--- Task material ---
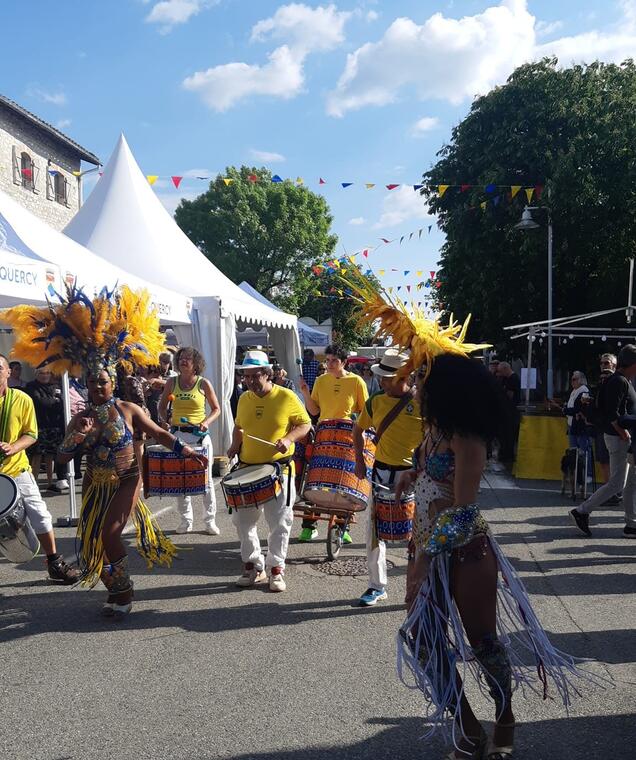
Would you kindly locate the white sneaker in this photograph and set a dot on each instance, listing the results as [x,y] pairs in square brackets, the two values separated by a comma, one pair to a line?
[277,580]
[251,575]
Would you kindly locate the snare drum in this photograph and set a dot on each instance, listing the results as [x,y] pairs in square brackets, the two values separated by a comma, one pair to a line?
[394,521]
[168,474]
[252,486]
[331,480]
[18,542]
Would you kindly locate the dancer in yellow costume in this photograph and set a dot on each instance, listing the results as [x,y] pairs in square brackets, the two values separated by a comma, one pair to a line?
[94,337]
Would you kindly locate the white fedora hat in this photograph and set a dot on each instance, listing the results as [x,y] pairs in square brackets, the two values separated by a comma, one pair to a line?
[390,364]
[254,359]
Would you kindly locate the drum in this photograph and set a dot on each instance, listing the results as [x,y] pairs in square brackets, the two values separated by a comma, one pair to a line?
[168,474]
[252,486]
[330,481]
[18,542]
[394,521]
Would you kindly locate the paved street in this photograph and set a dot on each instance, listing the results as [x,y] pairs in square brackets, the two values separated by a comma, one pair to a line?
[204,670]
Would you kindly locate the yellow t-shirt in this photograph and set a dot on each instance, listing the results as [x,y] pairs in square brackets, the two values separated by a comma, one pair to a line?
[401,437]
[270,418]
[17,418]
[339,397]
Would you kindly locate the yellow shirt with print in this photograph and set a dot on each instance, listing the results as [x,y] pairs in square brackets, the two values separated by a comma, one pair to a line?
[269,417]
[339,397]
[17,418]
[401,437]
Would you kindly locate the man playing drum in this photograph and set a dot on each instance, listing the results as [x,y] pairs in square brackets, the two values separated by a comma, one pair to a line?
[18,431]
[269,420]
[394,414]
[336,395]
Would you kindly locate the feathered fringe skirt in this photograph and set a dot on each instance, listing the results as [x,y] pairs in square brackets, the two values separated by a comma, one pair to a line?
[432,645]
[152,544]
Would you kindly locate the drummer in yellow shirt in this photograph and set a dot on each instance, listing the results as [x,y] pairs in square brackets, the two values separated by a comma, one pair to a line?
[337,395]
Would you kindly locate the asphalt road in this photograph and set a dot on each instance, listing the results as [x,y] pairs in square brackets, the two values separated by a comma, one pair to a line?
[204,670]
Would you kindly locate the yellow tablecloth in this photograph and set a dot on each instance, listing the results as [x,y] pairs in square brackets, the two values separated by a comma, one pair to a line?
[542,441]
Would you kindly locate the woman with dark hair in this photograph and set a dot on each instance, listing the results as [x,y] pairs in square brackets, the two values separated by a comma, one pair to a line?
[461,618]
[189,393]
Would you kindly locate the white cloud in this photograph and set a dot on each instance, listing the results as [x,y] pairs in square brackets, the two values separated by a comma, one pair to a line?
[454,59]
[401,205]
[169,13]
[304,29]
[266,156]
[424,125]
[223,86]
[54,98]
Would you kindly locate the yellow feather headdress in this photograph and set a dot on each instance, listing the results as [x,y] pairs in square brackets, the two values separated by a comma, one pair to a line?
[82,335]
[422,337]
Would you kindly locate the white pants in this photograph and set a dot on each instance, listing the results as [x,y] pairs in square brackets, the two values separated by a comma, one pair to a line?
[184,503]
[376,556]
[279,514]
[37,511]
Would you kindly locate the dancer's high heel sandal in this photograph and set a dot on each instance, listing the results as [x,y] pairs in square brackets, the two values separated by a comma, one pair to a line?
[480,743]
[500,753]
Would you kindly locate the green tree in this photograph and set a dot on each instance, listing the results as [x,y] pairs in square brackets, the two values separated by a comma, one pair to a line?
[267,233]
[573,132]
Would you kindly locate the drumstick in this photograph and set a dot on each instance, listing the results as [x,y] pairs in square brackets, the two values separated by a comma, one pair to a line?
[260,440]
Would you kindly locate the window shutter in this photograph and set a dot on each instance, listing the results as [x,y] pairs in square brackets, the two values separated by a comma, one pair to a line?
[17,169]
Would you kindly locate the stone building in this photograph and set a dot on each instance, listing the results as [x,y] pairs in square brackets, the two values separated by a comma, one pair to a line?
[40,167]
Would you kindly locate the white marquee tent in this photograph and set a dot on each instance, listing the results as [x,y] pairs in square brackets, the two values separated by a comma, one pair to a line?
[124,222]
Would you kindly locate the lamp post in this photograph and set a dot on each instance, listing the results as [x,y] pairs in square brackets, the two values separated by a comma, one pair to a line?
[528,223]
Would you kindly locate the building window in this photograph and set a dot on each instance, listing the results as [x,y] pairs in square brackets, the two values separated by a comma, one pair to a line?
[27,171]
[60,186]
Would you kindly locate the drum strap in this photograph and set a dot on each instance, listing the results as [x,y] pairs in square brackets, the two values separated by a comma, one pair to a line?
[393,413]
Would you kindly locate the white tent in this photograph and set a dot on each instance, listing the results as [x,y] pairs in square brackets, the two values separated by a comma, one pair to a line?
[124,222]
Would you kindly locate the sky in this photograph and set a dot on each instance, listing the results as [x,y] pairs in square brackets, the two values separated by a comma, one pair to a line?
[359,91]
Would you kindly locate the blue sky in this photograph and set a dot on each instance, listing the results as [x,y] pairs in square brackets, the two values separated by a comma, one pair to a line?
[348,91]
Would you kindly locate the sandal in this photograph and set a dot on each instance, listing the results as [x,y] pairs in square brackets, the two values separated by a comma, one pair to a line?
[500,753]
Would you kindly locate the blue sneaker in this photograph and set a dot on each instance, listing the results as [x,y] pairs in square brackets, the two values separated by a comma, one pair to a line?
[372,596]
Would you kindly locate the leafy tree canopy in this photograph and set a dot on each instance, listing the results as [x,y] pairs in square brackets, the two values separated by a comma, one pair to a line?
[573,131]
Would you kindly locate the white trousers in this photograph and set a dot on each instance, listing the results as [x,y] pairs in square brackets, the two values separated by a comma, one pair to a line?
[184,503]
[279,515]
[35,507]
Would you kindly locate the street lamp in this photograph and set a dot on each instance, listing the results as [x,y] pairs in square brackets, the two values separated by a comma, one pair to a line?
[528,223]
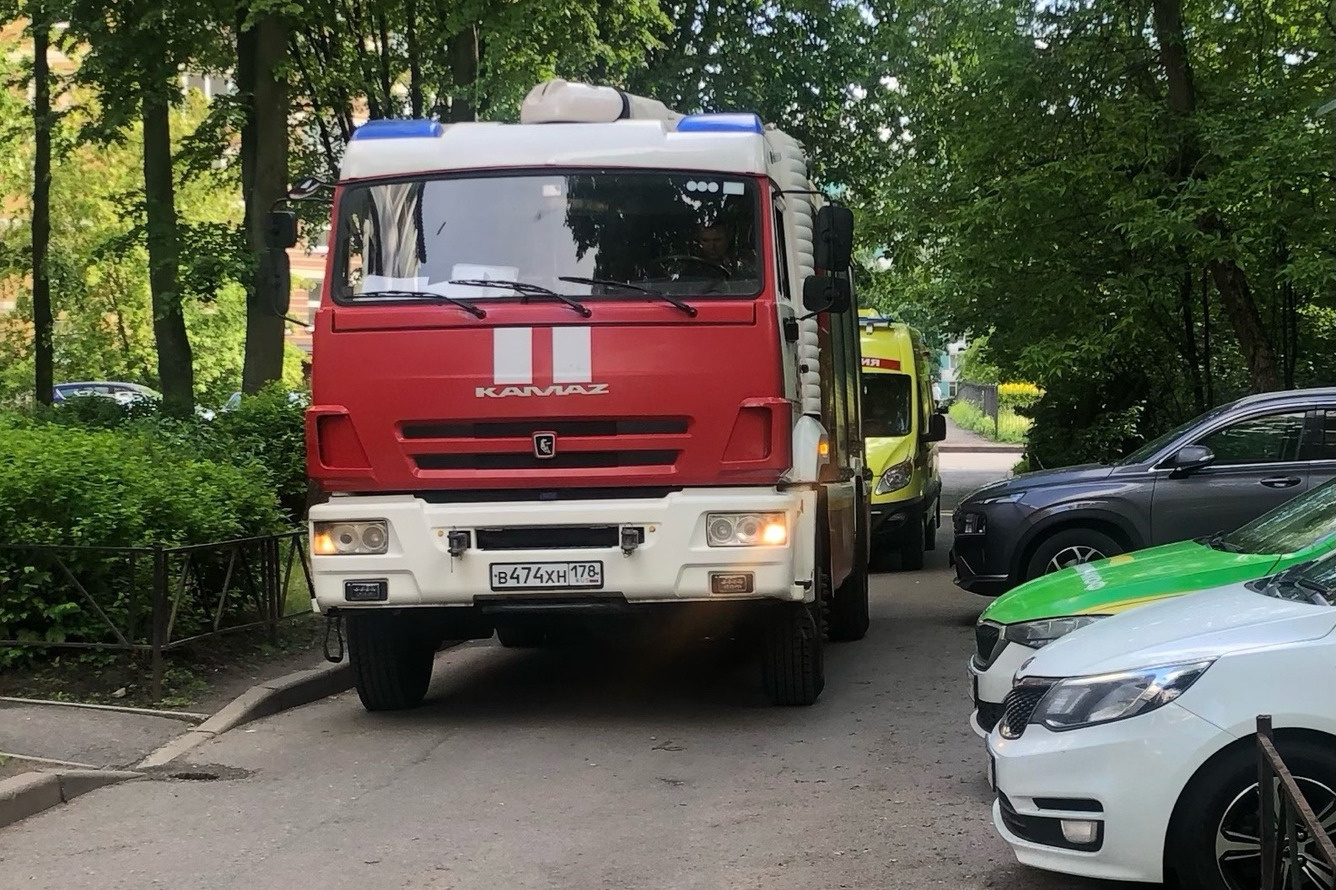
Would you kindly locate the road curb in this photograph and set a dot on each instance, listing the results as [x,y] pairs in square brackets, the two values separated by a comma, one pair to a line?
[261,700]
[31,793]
---
◆ **Problem to solve**
Please reproduce all of the rows above word for word, leaving out the pictures.

◆ **Finished task**
Would you kindly locate the white sneaker in this photograph and set a dot on each instance, listing the results as [x,y] pairs in square brackets, the two values separated by a comma, one pair to a line?
[277,580]
[251,575]
Would you kindly locate the snare drum in this photograph and set a dot on each instance, listing the results as [x,y] pairs in square brackets, the two values separated by a comma, one pair to a line?
[394,521]
[168,474]
[252,486]
[331,480]
[18,542]
Would you kindly locate the dancer in yellow costume in this photograph and set a dot on each instance, listing the results as [x,y] pairs in square brackets, the two values separated by a comma, one pair to a line?
[94,337]
Would you kindly locate the white fedora hat in this photograph and set a dot on each instance, listing the results as [x,y] pairs in square brackets, the two values separated by a comma, one pair to a line?
[390,364]
[254,359]
Would you kindly locate the drum in this photograph and set a dot on each instance, listing the results as [x,y] pairs in square brackets, the two values separated by a comma, one pair to a line?
[168,474]
[252,486]
[330,481]
[18,542]
[394,521]
Would you kindly locate the paved street in this photograph and set a dot on each instance, listing the results as [x,y] pairs in square brackets, the two values separated by a comma, one pair to a line?
[204,670]
Would you kindly locate the yellow t-shirt in this photograph and set a dot on each instance, listing the results as [x,y] pairs in square brackets, the two values separated by a comma, one pair to a line?
[401,437]
[270,418]
[17,418]
[339,397]
Would you kindly locate the yellow shirt with print in this photograph and set a dot on each instance, listing the results as [x,y] pairs in square brackets, the two values separated by a comma, one pair to a line?
[269,417]
[339,397]
[17,418]
[401,437]
Would you kindly locate the man playing drum in this photograph and set a dot on each instance, listing the results as [x,y] pairs in square brackets, the two values separated by a comma, one pair to a line?
[18,431]
[269,420]
[394,414]
[336,395]
Would you kindly locate the feathered fringe skirt in this photograph and set a dot on each instance, listing the results as [x,y] pairs in square brackets, the two values separated by a comma, one pair to a line?
[432,645]
[152,544]
Would you kindly locate the drummer in yellow shirt in this photograph and set a dot on each instance, listing the results as [x,y] pairs in square brackets, the two values separated by a comma, one pair to a line?
[337,395]
Would you kindly locate the asphalt road in this photograph and set a dot on each instance, listing the results as [x,y] pairs in square brackets, the two values separated by a comma, one pair to a line?
[204,670]
Would you kindly locate the yellow tablecloth in this photograph and set a dot on each instance, listing the results as [x,y] pairs in square brackets, the two values separated by a comma, one pair to a line?
[542,441]
Would you kindly locate the woman with dark hair in this photograph and set a dot on each instance, listing the results as [x,y] pairs in square brackets, the two values separated by a comma, one pair to a line?
[461,618]
[189,393]
Would you kindly locate the white cloud in this photograph and set a dot on each instance, listing the results as [x,y] pairs in square brackets, the two values separated by a comma, one pair to a line?
[454,59]
[401,205]
[169,13]
[304,29]
[266,156]
[424,125]
[223,86]
[54,98]
Would you kindly locate the yellow feather headdress in this photograph and set a dot on each instance, listing the results as [x,y] pairs in square brackets, the two values separated by a comma, one pair to a line?
[82,335]
[422,337]
Would you kindly locate the white pants in this photograph and set a dot on each instance, listing the results as [x,y] pairs in square brackets, the two values separated by a comma, one pair to a line?
[184,503]
[376,556]
[279,514]
[37,511]
Would you kindly locate the dancer's high heel sandal in this photograph and set a dot on each instance, listing the results as [x,y] pairs in square brackets, the two values separated by a comma, one pair to a line?
[480,743]
[500,753]
Would you kindly locate the green tree in this photograph and set a dot on each instance, listing the results as [x,y] pairs in square brackets, the two values separated by a comma, one pair to a line?
[267,233]
[573,132]
Would you kindly locate the drumstick in this photograph and set a dot on each instance, listing the results as [x,y] pairs in square brackets, the two values separated by a comma, one pair to a line?
[260,440]
Would you kindly locate the window shutter in this photograph and set a dot on each instance, listing the results as [x,y] pairs in square brackets, the two values separated by a comma, one pair to a line?
[17,169]
Would you kindly locate the stone building in this photograph and set a dot on each instance, listing the results as [x,y] pairs in square brackets, the two values separated by a comma, one pair to a line?
[40,167]
Would you kindly locate the white marquee tent in this photograph and set a dot on each instance, listing the results as [x,y] pairs in square brackets, the two values separated by a comma, one pair to a line?
[124,222]
Would you kindly locate the lamp post in this photograph and set a dot on each instance, listing the results as [x,y] pairs in square brackets, the two values separated by a comma, one pair to a line?
[528,223]
Would you kindly locate the building window in this photograph and set a dot on each instance, listing the results as [x,y] pairs in square brackets, the two values separated by a comma, one pair to a line?
[27,171]
[60,186]
Would you kindly locate the drum strap in this photograph and set a dot on each instance, listing the results as [x,y] pairs in square brackets, the two values separated by a comma, one pair to a line?
[393,413]
Would you kindly locate the white tent in this photograph and set a dot on each instance, listing the results as [x,y] pairs in square brackets, the two values separated by a comma, one pair to a line?
[124,222]
Would you kindly locate the sky in this photograph and set a dot on each instance, listing the results as [x,y] pairs in square brackets, the two values separated by a comma, one pair to a line?
[359,91]
Would you kindly locate the blue sky in this photograph and set a dot on each instance, listing the results as [x,y] pairs in square brackets, the two values separated by a comma, one pair to a line?
[348,91]
Would you kindly locate the sandal in this photograph and set a dot on each instance, listing the results as [x,y] pairs in square brackets, the two values separated by a comma, one pair to a line?
[500,753]
Would you kindly locate the blue sneaker in this photograph and set a dot on each instance, listing the results as [x,y] pairs in square brackets, the two values separated by a comma, one pair to a line?
[372,596]
Would you kindly locate the leafy tree canopy in this photograph and set a dot on each instance, listing the results as [x,y] pairs in square brackets, the two values separated by a comma, one pair to a line?
[573,131]
Would you kindly locate the white trousers in this photograph and set a dot on each instance, listing the results as [x,y] pairs in square brackets, the two values separated by a comma, one pair to a line?
[184,503]
[279,515]
[35,507]
Would you kindly locate the street lamp in this photograph and set a dot on each instance, listing the results as [x,y] pairs in square brackets, the two values separated by a comma, one pair to a line?
[528,223]
Would you kindly locate the road curb in this photograph and set a dot on each instance, listing the results as [x,y] pairs in square brackets, the two values separated by a comma, one pair to a line?
[261,700]
[31,793]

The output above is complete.